## Try it:
Copy the passage of the court report starting at "LEGAL ARGUMENT will" and ending at "a psychiatric hospital.".

## Source extract:
· · · ·

LEGAL ARGUMENT will continue today in the High Court in a case in which a woman detained by gardaí as she was out walking in south Dublin complains that she is being improperly held in a psychiatric hospital.
Yesterday, a lawyer for St Patrick’s Hospital read out a statement saying the hospital would not in any way ever condone anything improper in relation to any patient brought there.
Pauline Walley SC, counsel for the hospital, its clinical director and one of its leading consultant psychiatrists, told Mr Justice Bryan McMahon she had been instructed to make the statement in court.
She was representing the three respondents to an application by a 69-year-old Co Dublin woman for a declaration that she had been unlawfully detained by them on December 9th last after having been arrested by gardaí while out for a walk with her son.
Colman Fitzgerald SC, counsel for the woman, whose name is being withheld from publication, told the court yesterday it had been thought earlier that she had been walking with her husband when the arrest took place.
The court had heard that the woman, who periodically suffers from mental illness and a religious preoccupation, had been taken to the hospital late at night by gardaí who had arrested her while walking on a footpath in south Dublin.

· · · ·

## Point-per-instance localization records:
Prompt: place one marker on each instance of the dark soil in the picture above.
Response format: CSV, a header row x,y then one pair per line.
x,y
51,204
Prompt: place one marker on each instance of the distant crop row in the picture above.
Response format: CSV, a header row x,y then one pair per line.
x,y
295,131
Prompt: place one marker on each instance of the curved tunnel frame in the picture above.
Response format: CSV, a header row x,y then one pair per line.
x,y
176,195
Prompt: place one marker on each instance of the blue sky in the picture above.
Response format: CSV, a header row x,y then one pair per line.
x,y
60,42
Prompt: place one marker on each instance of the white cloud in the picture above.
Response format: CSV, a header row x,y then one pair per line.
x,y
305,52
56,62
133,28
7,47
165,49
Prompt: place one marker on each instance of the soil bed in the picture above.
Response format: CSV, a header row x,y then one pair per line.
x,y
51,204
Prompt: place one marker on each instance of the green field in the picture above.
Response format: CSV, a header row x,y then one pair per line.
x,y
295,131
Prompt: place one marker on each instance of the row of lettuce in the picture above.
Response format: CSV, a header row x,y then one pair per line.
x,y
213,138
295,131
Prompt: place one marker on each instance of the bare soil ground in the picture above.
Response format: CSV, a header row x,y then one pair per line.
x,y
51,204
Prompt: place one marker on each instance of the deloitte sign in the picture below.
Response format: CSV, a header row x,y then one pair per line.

· · · ·

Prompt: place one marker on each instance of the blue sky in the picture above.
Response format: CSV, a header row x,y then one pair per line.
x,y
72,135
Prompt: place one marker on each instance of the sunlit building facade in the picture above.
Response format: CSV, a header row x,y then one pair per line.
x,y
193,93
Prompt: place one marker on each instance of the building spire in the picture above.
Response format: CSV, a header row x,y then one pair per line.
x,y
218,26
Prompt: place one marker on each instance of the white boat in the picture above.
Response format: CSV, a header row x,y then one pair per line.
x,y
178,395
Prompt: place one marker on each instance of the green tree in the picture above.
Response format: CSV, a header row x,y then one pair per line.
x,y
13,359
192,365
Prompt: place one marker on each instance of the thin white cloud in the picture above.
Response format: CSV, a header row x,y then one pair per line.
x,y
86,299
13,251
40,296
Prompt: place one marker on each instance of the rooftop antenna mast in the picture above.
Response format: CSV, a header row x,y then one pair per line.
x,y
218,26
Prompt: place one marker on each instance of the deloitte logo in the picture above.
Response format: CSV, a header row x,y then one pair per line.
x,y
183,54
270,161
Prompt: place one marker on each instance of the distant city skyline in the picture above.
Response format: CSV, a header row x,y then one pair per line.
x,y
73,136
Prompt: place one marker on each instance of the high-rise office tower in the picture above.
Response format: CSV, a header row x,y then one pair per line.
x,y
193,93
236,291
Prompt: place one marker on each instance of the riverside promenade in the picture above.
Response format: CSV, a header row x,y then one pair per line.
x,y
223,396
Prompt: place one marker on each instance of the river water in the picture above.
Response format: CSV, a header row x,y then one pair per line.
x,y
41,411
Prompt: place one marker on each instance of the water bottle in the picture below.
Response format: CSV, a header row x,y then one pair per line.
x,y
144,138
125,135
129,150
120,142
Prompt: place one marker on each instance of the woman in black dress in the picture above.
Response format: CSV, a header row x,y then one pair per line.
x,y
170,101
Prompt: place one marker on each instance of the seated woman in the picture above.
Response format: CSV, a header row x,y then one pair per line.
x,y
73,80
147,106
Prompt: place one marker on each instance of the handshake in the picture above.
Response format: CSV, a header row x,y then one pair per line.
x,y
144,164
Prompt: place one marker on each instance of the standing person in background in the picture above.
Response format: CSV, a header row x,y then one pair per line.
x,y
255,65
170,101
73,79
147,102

· · · ·

## Your response:
LEGAL ARGUMENT will continue today in the High Court in a case in which a woman detained by gardaí as she was out walking in south Dublin complains that she is being improperly held in a psychiatric hospital.